→ WHAT THE EXERCISE ASKS: Convert the data below into a JSON list of strings with one string per line, beginning at the line that contains "Mark each instance of the wide" and continuing through the final line of the data. Omit blank lines.

→ WORKING DATA:
** Begin **

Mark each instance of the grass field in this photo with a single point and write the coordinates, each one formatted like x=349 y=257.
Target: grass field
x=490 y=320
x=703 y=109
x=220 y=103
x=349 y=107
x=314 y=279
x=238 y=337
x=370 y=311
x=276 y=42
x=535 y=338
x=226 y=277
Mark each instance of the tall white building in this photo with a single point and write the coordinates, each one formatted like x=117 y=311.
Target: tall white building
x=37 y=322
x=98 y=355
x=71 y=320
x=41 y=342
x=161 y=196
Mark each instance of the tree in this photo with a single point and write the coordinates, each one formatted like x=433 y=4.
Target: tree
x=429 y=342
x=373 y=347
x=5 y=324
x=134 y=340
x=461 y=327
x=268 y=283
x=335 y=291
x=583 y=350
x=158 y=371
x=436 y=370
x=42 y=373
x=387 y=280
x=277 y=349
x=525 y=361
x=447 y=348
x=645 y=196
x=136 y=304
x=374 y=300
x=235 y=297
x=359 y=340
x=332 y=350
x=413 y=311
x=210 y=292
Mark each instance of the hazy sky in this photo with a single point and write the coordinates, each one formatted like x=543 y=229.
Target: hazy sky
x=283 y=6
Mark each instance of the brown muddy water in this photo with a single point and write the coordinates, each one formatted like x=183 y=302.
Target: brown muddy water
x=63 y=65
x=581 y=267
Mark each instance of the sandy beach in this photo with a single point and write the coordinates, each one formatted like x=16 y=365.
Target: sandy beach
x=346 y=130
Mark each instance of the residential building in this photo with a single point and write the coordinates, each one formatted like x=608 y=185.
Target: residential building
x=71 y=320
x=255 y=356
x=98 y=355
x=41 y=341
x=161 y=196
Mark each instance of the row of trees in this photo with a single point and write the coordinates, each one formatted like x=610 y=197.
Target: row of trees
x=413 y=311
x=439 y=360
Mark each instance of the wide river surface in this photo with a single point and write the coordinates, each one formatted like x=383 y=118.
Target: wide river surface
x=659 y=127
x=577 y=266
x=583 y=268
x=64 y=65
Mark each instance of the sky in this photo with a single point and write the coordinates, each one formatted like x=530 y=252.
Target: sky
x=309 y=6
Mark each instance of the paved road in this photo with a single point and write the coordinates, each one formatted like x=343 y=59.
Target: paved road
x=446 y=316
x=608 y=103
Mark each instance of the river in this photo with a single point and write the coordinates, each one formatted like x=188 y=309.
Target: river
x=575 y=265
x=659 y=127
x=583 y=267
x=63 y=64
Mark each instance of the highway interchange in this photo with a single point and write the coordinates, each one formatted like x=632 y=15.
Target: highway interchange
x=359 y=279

** End **

→ RESPONSE:
[
  "Mark each instance of the wide river surface in this photo with a single point and write the coordinates, each one formatted like x=383 y=118.",
  "Target: wide river surface",
  "x=659 y=127",
  "x=577 y=266",
  "x=583 y=268",
  "x=64 y=65",
  "Mark each instance of the sky in this photo with a single point and write the coordinates, each one formatted like x=530 y=252.",
  "Target: sky",
  "x=309 y=6",
  "Mark each instance of the paved road in this photo with a single point and write the coordinates, each one formatted like x=343 y=59.",
  "Target: paved road",
  "x=446 y=316",
  "x=608 y=103",
  "Mark each instance of the river in this photo with a single point and write the coordinates, each one formatted like x=188 y=309.",
  "Target: river",
  "x=575 y=265",
  "x=659 y=127",
  "x=583 y=267",
  "x=63 y=64",
  "Mark each instance of the highway interchange in this photo with a single point and write the coordinates, each one formatted like x=632 y=15.",
  "Target: highway interchange",
  "x=359 y=279"
]